▸ **INSTRUCTION 1**:
From the rows below, pull out every line that contains the word "cage".

▸ **SOURCE EXCERPT**:
---
However, when I got to the link, I noticed something that will change the way I saw the Opening Ceremony (both literally, and emotionally).
The words "Temporary Pass", and the timer ticking the seconds away above the video, before the Ceremony even started: 29:59, 29:58, 29:57...
For a three-hour event, I only got less than 30 minutes on this website to watch it freely. After that, I would have to log in to my TV provider (think RCN and Spectrum), in order to watch the whole event unfold undisturbed.
I panicked. To save money, I cut off my cable off my monthly Spectrum bill last January (oddly enough, the day I cut off my cable was the same day the Capitol riots happened, but that's another story to tell).
The important fact was, the day when I needed my TV the most, I didn't have the resource to it. I couldn't simply turn it on and watch it at a certain channel like everyone else gets to do.
Clearly, according to NBC Sports, if I wanted to watch the Opening Ceremony online like a normal person at 2021, I would need to have access to a TV first. Which completely destroys the purpose of watching online in the first place.
Because why the screaming hell would I watch online on my laptop, if I can just turn on the TV at 7am EST, and watch the Olympics there??????
This is so stupid. I thought as I tried to do something about my rather anticlimactic situation here. The way this whole thing was set up seems to privilege people who could afford to keep their cable, and who actually prefers to keep using cable, while others are more prone to watching online, and thus using the TV far less than their luckier counterparts.
---
▸ **DATA RECORDS**:
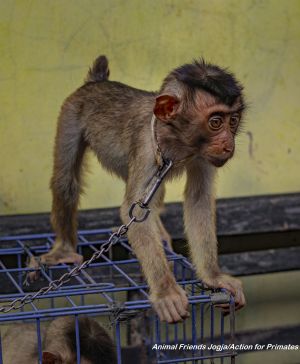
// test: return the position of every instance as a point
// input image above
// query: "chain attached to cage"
(115, 237)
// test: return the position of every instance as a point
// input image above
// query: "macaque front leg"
(168, 298)
(199, 216)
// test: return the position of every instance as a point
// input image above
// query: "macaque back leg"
(165, 236)
(66, 188)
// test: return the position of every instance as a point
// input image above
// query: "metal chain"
(152, 187)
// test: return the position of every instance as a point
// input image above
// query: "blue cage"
(113, 291)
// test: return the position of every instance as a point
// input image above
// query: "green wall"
(46, 48)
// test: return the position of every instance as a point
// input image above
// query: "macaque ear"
(166, 107)
(51, 358)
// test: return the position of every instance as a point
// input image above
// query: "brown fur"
(113, 120)
(59, 343)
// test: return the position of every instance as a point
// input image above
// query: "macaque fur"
(198, 112)
(59, 343)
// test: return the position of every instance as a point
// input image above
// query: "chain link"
(113, 239)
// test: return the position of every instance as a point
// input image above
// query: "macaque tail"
(99, 71)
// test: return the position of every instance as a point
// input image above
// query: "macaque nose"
(227, 149)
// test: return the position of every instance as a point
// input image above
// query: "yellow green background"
(46, 48)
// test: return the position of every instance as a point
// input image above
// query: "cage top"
(113, 283)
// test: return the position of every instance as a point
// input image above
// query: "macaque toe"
(231, 284)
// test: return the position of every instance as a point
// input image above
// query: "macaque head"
(200, 108)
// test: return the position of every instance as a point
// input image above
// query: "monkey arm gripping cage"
(114, 292)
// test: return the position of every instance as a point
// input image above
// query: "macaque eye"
(215, 122)
(234, 121)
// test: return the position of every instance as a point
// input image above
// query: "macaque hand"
(231, 284)
(171, 305)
---
▸ **INSTRUCTION 2**:
Pick up the post about trying to stream the Olympics Opening Ceremony online where it stops and keep writing.

▸ **TASK ANSWER 1**:
// query: "chain attached to cage"
// query: "blue cage"
// query: "cage top"
// query: "monkey arm gripping cage"

▸ **TASK ANSWER 2**:
With only a few minutes left until the live streaming began, I went to Youtube, and tried to find if there were any other live streaming videos for the Opening Ceremony. I saw one, but all it showed were the fans gathering outside the stadium, with some police officers guiding them and moving them along. The camera view showed the stadium where the Opening Ceremony is taking place, outside, unable to come in.
The other videos showed little to nothing, and had even less luck than that.
Suddenly, the information I gathered from the Internet of where I can watch the Opening Ceremony online became undeniably transparent: NBC Sports was the only channel given access to the inside to show the event inside the stadium in Tokyo. No other American channel got the chance, and now, it was the only website and channel that I had to rely on.
With the rather disquieting information in my head, I watched the Opening Ceremony.
For the most part, the start was beautiful, as the Ceremony acknowledged the struggles the athletes had gone through, working out alone in their rooms for an event they trained for, and had to continue training for a year longer. The first performance, "Apart, but not Alone" showed three different athletes, each facing a different direction, working out under a soft white spotlight that connected them together. With the addition of dancers holding red string, and a starburst of color, sparkles, and light, the performance showed that the athletes who put their body and soul, mind and sinew, into the sports they loved doing, are all part of the beating heart of the Olympic Games.
Which would have been much easier for me to enjoy and to deeply appreciate, if I wasn't far too well aware of the extremely limited time I had to watch this before I had to switch to a different device.
Which was what my sister and I did for the next few hours. Every time the temporary pass expired, we would go on a new device and try to pick up from there. I went from my new indigo laptop, to my old white laptop, to my phone, to my sister's phone, etc. When that resource dried up, we downloaded the NBC Sports app in order to keep watching the Opening Ceremony, not wanting to miss out on a single thing. I didn't want to miss my potential highlights for my article. My sister did not want to miss the lighting of the Olympic Torch.
At some point, I tried to get me and my sister more time by opening an account for Peacock TV in order to watch the Ceremony without any temporary passes to worry about. Unfortunately, the event was only for those who had "Premium Access".
I just LOVE sports gatekeeping. Do you?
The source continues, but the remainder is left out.